::: SUPPLIED ENTRIES :::
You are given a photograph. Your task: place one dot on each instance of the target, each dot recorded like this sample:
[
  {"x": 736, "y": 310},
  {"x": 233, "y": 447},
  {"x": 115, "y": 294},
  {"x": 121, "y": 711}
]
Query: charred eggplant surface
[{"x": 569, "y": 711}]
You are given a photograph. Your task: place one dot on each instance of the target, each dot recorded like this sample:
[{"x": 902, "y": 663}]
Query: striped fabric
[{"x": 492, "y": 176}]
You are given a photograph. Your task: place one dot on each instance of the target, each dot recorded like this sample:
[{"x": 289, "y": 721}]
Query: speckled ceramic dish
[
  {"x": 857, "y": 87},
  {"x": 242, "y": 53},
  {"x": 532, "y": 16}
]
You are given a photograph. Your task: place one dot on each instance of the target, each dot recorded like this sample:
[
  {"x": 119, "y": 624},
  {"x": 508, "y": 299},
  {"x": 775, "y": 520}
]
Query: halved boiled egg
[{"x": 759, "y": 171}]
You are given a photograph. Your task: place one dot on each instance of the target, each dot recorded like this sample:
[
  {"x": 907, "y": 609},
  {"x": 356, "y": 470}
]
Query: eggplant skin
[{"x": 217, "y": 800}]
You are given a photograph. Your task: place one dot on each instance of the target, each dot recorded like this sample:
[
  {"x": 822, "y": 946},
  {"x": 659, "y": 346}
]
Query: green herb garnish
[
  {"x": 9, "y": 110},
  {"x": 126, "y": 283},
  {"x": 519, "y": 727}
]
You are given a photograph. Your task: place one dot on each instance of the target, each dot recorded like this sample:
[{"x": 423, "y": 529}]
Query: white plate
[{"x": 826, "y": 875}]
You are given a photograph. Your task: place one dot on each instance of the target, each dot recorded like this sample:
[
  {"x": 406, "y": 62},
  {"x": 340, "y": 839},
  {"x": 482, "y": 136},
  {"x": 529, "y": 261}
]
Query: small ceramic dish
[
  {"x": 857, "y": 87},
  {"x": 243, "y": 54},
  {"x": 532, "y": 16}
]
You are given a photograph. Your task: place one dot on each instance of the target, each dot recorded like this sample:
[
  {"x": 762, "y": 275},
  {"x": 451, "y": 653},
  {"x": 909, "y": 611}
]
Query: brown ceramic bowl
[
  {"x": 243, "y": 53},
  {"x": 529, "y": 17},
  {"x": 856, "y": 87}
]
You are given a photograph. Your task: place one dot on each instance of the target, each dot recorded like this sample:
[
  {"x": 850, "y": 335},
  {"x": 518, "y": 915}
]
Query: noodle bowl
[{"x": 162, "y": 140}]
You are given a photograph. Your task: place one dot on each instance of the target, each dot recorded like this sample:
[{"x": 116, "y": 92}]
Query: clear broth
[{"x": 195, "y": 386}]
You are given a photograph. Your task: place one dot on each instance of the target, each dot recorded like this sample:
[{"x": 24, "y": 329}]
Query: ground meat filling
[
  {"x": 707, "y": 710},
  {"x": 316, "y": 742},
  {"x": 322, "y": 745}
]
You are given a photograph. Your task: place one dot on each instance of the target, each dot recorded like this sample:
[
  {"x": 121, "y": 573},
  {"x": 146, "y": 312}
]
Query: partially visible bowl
:::
-- PROBLEM TO WORK ON --
Exactly as they appear above, print all the entries.

-- RESULT FOR THIS EXERCISE --
You are given a photograph. Your task: place one dot on each instance of the target, each dot recorded like this sample:
[
  {"x": 736, "y": 310},
  {"x": 233, "y": 447},
  {"x": 115, "y": 294},
  {"x": 121, "y": 711}
]
Query: charred eggplant surface
[{"x": 569, "y": 711}]
You are given a photograph. Your task: place one dot on each instance of the target, each dot recorded like this sample:
[{"x": 902, "y": 663}]
Query: striped fabric
[{"x": 492, "y": 176}]
You are given a photograph. Your task: place one dot on each instance of the target, each dot recorded like this sample:
[{"x": 289, "y": 721}]
Query: speckled ceramic dish
[
  {"x": 857, "y": 87},
  {"x": 242, "y": 53},
  {"x": 532, "y": 16}
]
You are given a photograph. Your task: place one dot on each instance of the target, each dot recorded like this sample:
[
  {"x": 119, "y": 624},
  {"x": 508, "y": 299},
  {"x": 775, "y": 520}
]
Query: halved boiled egg
[{"x": 759, "y": 171}]
You are given a photograph. Your task: place one dot on each instance of the target, each dot recorded like this sample:
[
  {"x": 907, "y": 609},
  {"x": 356, "y": 470}
]
Query: eggplant skin
[{"x": 217, "y": 800}]
You are given a photograph. Your task: place one dot on each instance of the target, each dot recorded like this sample:
[
  {"x": 822, "y": 946},
  {"x": 659, "y": 346}
]
Query: green herb garnish
[
  {"x": 9, "y": 110},
  {"x": 126, "y": 283},
  {"x": 519, "y": 727}
]
You are given a photograph. Your task: place one dot on each instance of the target, each dot recorded like this sample:
[{"x": 423, "y": 529}]
Query: white plate
[{"x": 826, "y": 875}]
You are given a photograph. Your task: place one dot on each instance of the target, each dot recorded like this sample:
[
  {"x": 406, "y": 62},
  {"x": 340, "y": 839},
  {"x": 482, "y": 136},
  {"x": 529, "y": 261}
]
Query: small ceramic dish
[
  {"x": 857, "y": 87},
  {"x": 243, "y": 54},
  {"x": 532, "y": 16}
]
You are given a photograph. Your task: place one dot on each instance of the target, each dot recorded like this sample:
[
  {"x": 762, "y": 275},
  {"x": 451, "y": 653},
  {"x": 909, "y": 611}
]
Query: brown ceramic bowl
[
  {"x": 243, "y": 53},
  {"x": 529, "y": 17},
  {"x": 856, "y": 87}
]
You are given a photograph. Your task: place one dot on each instance of the target, each dot recorded like this sample:
[
  {"x": 850, "y": 335},
  {"x": 518, "y": 915}
]
Query: noodle bowl
[{"x": 162, "y": 140}]
You are given a photograph. Your task: place one dot on each instance of the target, each dot recorded like this sample:
[{"x": 116, "y": 92}]
Query: clear broth
[{"x": 195, "y": 386}]
You are given a photograph. Your task: place one dot on each instance of the target, each dot recorded like this sample:
[{"x": 24, "y": 329}]
Query: ground meat filling
[
  {"x": 707, "y": 710},
  {"x": 316, "y": 742},
  {"x": 322, "y": 745}
]
You are given a photograph. Your task: place one dot on each instance of the target, each dot recorded like this sample:
[
  {"x": 121, "y": 573},
  {"x": 146, "y": 312}
]
Query: partially visible bowl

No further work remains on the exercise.